**Problem details**. Count the lines in the items below that contain the string "sign", matching case exactly. Report only the number.

**Records to process**.

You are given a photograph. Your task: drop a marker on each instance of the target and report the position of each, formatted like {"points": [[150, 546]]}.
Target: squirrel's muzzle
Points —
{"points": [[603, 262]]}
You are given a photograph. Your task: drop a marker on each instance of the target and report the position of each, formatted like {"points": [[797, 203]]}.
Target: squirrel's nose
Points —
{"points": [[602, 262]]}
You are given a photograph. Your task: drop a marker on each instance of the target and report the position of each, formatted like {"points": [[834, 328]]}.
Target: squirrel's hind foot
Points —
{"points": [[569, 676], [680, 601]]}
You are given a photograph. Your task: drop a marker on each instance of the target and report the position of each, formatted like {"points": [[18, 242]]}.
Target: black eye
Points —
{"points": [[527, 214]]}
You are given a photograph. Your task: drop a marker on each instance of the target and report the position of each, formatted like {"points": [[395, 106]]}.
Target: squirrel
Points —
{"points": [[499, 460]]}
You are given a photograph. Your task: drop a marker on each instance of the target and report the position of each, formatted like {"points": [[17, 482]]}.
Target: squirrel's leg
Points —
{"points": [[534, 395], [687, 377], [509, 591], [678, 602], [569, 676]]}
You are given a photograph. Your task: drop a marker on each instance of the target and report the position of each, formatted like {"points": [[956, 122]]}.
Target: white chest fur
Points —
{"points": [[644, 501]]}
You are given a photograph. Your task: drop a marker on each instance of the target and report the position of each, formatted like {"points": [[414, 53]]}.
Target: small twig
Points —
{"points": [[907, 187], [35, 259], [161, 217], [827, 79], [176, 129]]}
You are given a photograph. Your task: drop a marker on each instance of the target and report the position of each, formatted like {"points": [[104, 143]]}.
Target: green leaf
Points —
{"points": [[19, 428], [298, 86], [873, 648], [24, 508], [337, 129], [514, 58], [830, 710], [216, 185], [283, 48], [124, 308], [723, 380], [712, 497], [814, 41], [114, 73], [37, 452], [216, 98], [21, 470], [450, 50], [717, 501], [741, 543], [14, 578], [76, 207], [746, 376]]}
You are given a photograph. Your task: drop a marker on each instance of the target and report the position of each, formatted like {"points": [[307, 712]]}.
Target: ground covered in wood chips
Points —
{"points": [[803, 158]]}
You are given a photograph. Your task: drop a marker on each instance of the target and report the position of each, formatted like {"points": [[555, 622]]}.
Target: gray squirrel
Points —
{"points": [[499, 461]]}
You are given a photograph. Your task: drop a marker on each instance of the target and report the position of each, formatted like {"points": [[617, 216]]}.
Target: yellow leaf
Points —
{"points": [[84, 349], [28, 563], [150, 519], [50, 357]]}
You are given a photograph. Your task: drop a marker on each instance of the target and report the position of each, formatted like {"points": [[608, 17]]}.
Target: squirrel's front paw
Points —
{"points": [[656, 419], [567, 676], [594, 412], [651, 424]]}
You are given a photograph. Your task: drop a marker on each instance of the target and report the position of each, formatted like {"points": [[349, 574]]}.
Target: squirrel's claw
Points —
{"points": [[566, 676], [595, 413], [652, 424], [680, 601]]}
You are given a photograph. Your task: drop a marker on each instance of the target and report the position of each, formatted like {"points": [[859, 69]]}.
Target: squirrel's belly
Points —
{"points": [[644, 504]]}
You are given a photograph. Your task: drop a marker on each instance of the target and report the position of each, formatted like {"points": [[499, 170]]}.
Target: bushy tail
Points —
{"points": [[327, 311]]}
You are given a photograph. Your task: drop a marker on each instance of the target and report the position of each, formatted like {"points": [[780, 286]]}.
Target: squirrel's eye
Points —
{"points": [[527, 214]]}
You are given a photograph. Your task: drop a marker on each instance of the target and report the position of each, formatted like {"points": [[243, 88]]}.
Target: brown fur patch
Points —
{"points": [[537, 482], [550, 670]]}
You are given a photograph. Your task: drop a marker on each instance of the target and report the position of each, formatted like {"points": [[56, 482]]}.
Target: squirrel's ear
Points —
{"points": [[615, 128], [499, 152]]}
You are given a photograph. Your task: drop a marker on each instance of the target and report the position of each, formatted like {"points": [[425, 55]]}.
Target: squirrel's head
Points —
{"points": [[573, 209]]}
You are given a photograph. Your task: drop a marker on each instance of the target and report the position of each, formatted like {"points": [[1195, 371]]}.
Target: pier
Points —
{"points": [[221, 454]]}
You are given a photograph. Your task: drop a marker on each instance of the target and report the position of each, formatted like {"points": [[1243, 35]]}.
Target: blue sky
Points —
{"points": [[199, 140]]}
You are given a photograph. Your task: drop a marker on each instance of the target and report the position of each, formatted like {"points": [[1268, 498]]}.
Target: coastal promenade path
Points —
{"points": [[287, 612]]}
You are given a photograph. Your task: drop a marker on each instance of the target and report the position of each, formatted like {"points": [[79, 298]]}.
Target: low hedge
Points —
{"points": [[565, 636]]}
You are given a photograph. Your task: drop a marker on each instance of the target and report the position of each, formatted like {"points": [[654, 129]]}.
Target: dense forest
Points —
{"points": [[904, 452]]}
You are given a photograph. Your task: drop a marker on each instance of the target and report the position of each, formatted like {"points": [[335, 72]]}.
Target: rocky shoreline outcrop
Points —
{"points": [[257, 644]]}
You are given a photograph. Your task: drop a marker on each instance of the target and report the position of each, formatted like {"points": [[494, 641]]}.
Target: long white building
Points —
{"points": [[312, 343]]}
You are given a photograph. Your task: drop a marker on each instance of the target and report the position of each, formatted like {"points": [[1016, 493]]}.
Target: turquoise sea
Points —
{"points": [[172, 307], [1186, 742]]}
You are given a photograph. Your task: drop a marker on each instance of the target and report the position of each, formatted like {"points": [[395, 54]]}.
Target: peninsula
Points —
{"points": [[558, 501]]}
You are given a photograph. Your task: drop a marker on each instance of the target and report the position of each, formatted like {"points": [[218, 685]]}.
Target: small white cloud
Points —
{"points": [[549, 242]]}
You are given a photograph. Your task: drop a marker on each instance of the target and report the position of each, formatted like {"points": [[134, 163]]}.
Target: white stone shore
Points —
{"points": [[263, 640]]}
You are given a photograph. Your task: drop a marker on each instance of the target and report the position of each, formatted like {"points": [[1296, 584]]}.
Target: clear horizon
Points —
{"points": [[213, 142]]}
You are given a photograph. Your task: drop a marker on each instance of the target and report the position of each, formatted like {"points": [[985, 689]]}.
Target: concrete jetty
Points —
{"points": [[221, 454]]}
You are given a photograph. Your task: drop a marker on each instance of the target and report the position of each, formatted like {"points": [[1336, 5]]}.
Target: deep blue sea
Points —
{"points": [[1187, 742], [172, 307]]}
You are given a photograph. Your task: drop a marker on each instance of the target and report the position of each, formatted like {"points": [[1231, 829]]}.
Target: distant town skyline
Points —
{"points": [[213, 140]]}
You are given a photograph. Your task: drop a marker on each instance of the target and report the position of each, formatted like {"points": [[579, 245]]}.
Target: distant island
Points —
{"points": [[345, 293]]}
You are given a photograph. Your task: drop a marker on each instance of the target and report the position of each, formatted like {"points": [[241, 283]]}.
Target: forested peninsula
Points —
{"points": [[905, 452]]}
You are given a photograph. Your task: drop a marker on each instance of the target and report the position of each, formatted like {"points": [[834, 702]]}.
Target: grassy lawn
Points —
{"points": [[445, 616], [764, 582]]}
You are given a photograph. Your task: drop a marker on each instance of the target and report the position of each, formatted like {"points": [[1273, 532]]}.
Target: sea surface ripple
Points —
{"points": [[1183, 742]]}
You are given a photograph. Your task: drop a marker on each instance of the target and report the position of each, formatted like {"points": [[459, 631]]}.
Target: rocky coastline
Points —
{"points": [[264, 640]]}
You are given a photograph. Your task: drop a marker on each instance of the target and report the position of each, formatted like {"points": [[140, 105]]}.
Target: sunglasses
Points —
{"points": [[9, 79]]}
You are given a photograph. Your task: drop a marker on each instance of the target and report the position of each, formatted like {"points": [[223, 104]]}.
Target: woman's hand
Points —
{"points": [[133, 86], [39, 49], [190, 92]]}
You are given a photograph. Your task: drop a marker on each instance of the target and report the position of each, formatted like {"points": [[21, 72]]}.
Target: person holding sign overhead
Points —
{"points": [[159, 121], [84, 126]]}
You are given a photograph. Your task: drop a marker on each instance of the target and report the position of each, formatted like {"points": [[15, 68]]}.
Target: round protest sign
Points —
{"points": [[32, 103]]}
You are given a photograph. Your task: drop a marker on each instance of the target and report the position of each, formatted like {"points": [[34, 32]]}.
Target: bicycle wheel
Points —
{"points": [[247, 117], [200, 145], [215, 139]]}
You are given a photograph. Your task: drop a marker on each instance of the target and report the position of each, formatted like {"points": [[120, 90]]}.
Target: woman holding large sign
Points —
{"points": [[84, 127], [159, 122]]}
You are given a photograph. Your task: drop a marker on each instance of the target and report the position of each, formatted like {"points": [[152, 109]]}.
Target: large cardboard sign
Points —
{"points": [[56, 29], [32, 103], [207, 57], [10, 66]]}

**Task solution**. 4